• [Your objective]:
Starting at the line containing "Run detection on eyeglasses" and ending at the end of the records, write those lines out again with the requests included, shifting every box coordinate in the answers up by 86. Leave the pictures out.

• [Data provided]:
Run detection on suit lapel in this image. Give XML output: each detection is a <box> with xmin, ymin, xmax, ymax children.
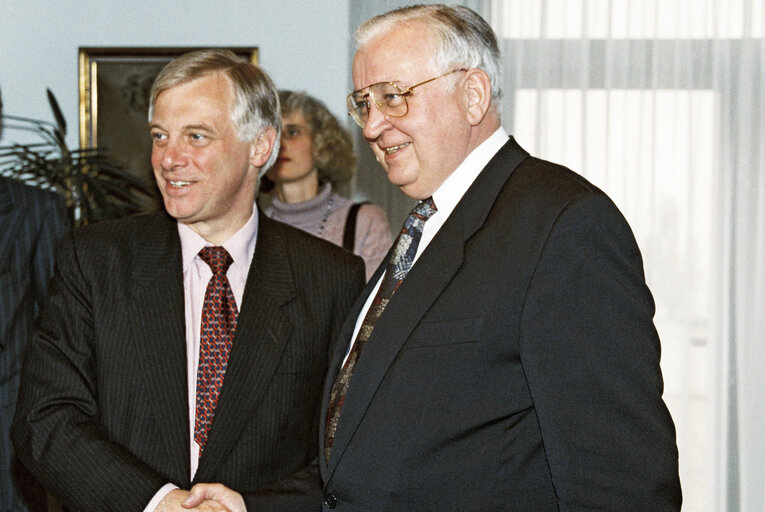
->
<box><xmin>128</xmin><ymin>214</ymin><xmax>189</xmax><ymax>483</ymax></box>
<box><xmin>194</xmin><ymin>214</ymin><xmax>297</xmax><ymax>482</ymax></box>
<box><xmin>321</xmin><ymin>138</ymin><xmax>528</xmax><ymax>474</ymax></box>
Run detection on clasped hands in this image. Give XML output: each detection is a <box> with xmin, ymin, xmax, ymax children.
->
<box><xmin>155</xmin><ymin>484</ymin><xmax>242</xmax><ymax>512</ymax></box>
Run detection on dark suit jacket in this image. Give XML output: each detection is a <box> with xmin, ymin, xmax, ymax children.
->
<box><xmin>13</xmin><ymin>209</ymin><xmax>364</xmax><ymax>512</ymax></box>
<box><xmin>320</xmin><ymin>139</ymin><xmax>681</xmax><ymax>512</ymax></box>
<box><xmin>0</xmin><ymin>177</ymin><xmax>69</xmax><ymax>511</ymax></box>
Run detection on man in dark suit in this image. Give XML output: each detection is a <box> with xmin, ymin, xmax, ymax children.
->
<box><xmin>13</xmin><ymin>50</ymin><xmax>364</xmax><ymax>511</ymax></box>
<box><xmin>0</xmin><ymin>177</ymin><xmax>69</xmax><ymax>511</ymax></box>
<box><xmin>320</xmin><ymin>5</ymin><xmax>681</xmax><ymax>512</ymax></box>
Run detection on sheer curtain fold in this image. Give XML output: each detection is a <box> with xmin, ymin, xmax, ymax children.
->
<box><xmin>483</xmin><ymin>0</ymin><xmax>765</xmax><ymax>512</ymax></box>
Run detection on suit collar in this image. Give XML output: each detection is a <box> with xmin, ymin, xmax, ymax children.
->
<box><xmin>320</xmin><ymin>138</ymin><xmax>528</xmax><ymax>481</ymax></box>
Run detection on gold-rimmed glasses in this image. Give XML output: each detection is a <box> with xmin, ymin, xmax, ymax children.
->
<box><xmin>347</xmin><ymin>68</ymin><xmax>467</xmax><ymax>128</ymax></box>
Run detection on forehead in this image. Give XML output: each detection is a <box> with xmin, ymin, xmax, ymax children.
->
<box><xmin>150</xmin><ymin>72</ymin><xmax>233</xmax><ymax>117</ymax></box>
<box><xmin>282</xmin><ymin>111</ymin><xmax>306</xmax><ymax>124</ymax></box>
<box><xmin>353</xmin><ymin>22</ymin><xmax>436</xmax><ymax>89</ymax></box>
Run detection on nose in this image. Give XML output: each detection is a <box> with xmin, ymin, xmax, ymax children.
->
<box><xmin>154</xmin><ymin>139</ymin><xmax>186</xmax><ymax>171</ymax></box>
<box><xmin>363</xmin><ymin>101</ymin><xmax>391</xmax><ymax>142</ymax></box>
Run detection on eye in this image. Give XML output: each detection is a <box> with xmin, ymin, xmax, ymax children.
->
<box><xmin>189</xmin><ymin>132</ymin><xmax>210</xmax><ymax>146</ymax></box>
<box><xmin>382</xmin><ymin>91</ymin><xmax>401</xmax><ymax>105</ymax></box>
<box><xmin>151</xmin><ymin>131</ymin><xmax>167</xmax><ymax>146</ymax></box>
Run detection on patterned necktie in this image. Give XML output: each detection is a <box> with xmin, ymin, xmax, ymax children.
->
<box><xmin>324</xmin><ymin>198</ymin><xmax>437</xmax><ymax>462</ymax></box>
<box><xmin>194</xmin><ymin>247</ymin><xmax>239</xmax><ymax>455</ymax></box>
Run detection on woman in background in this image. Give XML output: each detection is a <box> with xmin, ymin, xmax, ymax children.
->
<box><xmin>265</xmin><ymin>91</ymin><xmax>391</xmax><ymax>280</ymax></box>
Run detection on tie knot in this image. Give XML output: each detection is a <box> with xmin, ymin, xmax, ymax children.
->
<box><xmin>199</xmin><ymin>246</ymin><xmax>234</xmax><ymax>276</ymax></box>
<box><xmin>412</xmin><ymin>197</ymin><xmax>438</xmax><ymax>220</ymax></box>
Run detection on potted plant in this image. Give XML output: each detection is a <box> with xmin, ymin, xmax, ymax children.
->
<box><xmin>0</xmin><ymin>89</ymin><xmax>151</xmax><ymax>226</ymax></box>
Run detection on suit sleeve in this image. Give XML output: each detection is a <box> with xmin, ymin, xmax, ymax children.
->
<box><xmin>244</xmin><ymin>257</ymin><xmax>365</xmax><ymax>512</ymax></box>
<box><xmin>521</xmin><ymin>194</ymin><xmax>681</xmax><ymax>512</ymax></box>
<box><xmin>12</xmin><ymin>235</ymin><xmax>167</xmax><ymax>511</ymax></box>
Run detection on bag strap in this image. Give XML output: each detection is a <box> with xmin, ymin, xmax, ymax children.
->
<box><xmin>343</xmin><ymin>201</ymin><xmax>369</xmax><ymax>252</ymax></box>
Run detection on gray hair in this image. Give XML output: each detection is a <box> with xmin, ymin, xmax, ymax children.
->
<box><xmin>355</xmin><ymin>4</ymin><xmax>502</xmax><ymax>113</ymax></box>
<box><xmin>149</xmin><ymin>49</ymin><xmax>282</xmax><ymax>174</ymax></box>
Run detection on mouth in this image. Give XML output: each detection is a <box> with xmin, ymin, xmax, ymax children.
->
<box><xmin>383</xmin><ymin>142</ymin><xmax>410</xmax><ymax>155</ymax></box>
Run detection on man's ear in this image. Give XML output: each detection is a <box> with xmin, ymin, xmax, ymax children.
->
<box><xmin>463</xmin><ymin>68</ymin><xmax>491</xmax><ymax>126</ymax></box>
<box><xmin>250</xmin><ymin>127</ymin><xmax>276</xmax><ymax>168</ymax></box>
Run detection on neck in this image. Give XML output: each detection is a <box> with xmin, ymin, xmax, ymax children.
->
<box><xmin>186</xmin><ymin>208</ymin><xmax>252</xmax><ymax>245</ymax></box>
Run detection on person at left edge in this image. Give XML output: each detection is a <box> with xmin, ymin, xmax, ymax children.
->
<box><xmin>12</xmin><ymin>50</ymin><xmax>364</xmax><ymax>511</ymax></box>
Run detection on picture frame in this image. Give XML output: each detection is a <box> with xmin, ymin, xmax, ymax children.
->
<box><xmin>78</xmin><ymin>47</ymin><xmax>259</xmax><ymax>211</ymax></box>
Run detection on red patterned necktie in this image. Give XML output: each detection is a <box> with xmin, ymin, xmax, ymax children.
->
<box><xmin>194</xmin><ymin>247</ymin><xmax>239</xmax><ymax>454</ymax></box>
<box><xmin>324</xmin><ymin>198</ymin><xmax>437</xmax><ymax>462</ymax></box>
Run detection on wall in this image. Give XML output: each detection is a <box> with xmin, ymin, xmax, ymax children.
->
<box><xmin>0</xmin><ymin>0</ymin><xmax>351</xmax><ymax>147</ymax></box>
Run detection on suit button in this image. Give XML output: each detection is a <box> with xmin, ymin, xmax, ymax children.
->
<box><xmin>324</xmin><ymin>493</ymin><xmax>337</xmax><ymax>508</ymax></box>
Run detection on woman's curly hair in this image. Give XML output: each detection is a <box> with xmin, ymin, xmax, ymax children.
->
<box><xmin>279</xmin><ymin>90</ymin><xmax>356</xmax><ymax>187</ymax></box>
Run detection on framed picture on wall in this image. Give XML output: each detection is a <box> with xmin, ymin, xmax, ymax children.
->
<box><xmin>79</xmin><ymin>47</ymin><xmax>258</xmax><ymax>211</ymax></box>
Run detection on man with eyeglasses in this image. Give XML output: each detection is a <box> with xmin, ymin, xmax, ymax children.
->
<box><xmin>320</xmin><ymin>5</ymin><xmax>681</xmax><ymax>512</ymax></box>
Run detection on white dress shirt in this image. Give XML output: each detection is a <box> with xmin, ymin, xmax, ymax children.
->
<box><xmin>343</xmin><ymin>126</ymin><xmax>510</xmax><ymax>364</ymax></box>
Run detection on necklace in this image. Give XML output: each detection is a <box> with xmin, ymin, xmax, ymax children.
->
<box><xmin>315</xmin><ymin>195</ymin><xmax>335</xmax><ymax>238</ymax></box>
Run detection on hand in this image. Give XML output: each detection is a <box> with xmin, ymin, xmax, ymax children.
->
<box><xmin>183</xmin><ymin>484</ymin><xmax>247</xmax><ymax>512</ymax></box>
<box><xmin>155</xmin><ymin>484</ymin><xmax>239</xmax><ymax>512</ymax></box>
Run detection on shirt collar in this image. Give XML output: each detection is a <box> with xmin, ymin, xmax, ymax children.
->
<box><xmin>433</xmin><ymin>126</ymin><xmax>510</xmax><ymax>219</ymax></box>
<box><xmin>178</xmin><ymin>207</ymin><xmax>258</xmax><ymax>276</ymax></box>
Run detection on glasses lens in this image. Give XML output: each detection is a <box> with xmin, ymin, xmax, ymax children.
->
<box><xmin>369</xmin><ymin>83</ymin><xmax>407</xmax><ymax>117</ymax></box>
<box><xmin>348</xmin><ymin>92</ymin><xmax>369</xmax><ymax>128</ymax></box>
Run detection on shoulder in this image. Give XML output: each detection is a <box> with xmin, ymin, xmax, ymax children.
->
<box><xmin>359</xmin><ymin>203</ymin><xmax>388</xmax><ymax>224</ymax></box>
<box><xmin>62</xmin><ymin>212</ymin><xmax>175</xmax><ymax>264</ymax></box>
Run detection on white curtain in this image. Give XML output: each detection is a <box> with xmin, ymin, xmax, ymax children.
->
<box><xmin>481</xmin><ymin>0</ymin><xmax>765</xmax><ymax>512</ymax></box>
<box><xmin>350</xmin><ymin>0</ymin><xmax>765</xmax><ymax>512</ymax></box>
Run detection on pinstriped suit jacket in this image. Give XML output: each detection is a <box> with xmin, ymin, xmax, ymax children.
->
<box><xmin>0</xmin><ymin>177</ymin><xmax>69</xmax><ymax>511</ymax></box>
<box><xmin>13</xmin><ymin>209</ymin><xmax>364</xmax><ymax>511</ymax></box>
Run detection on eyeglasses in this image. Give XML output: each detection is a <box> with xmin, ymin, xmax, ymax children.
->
<box><xmin>347</xmin><ymin>68</ymin><xmax>467</xmax><ymax>128</ymax></box>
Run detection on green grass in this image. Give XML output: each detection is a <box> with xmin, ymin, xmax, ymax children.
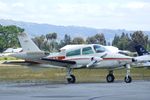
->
<box><xmin>0</xmin><ymin>56</ymin><xmax>18</xmax><ymax>61</ymax></box>
<box><xmin>0</xmin><ymin>66</ymin><xmax>150</xmax><ymax>83</ymax></box>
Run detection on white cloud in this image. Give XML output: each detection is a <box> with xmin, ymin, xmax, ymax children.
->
<box><xmin>127</xmin><ymin>2</ymin><xmax>147</xmax><ymax>9</ymax></box>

• [Final result]:
Run detection on eyeglasses in this image. Give XML output: each detection is a <box> with xmin, ymin, xmax, ymax children.
->
<box><xmin>433</xmin><ymin>154</ymin><xmax>553</xmax><ymax>214</ymax></box>
Run detection on green grass in this image. Give XML output: each detection is a <box> with xmin, ymin, xmax, ymax children.
->
<box><xmin>86</xmin><ymin>142</ymin><xmax>104</xmax><ymax>147</ymax></box>
<box><xmin>86</xmin><ymin>152</ymin><xmax>236</xmax><ymax>169</ymax></box>
Run detection on white cloud in this image. Give XML output: each detection is a <box> with xmin, ymin, xmax, ymax children.
->
<box><xmin>213</xmin><ymin>88</ymin><xmax>233</xmax><ymax>95</ymax></box>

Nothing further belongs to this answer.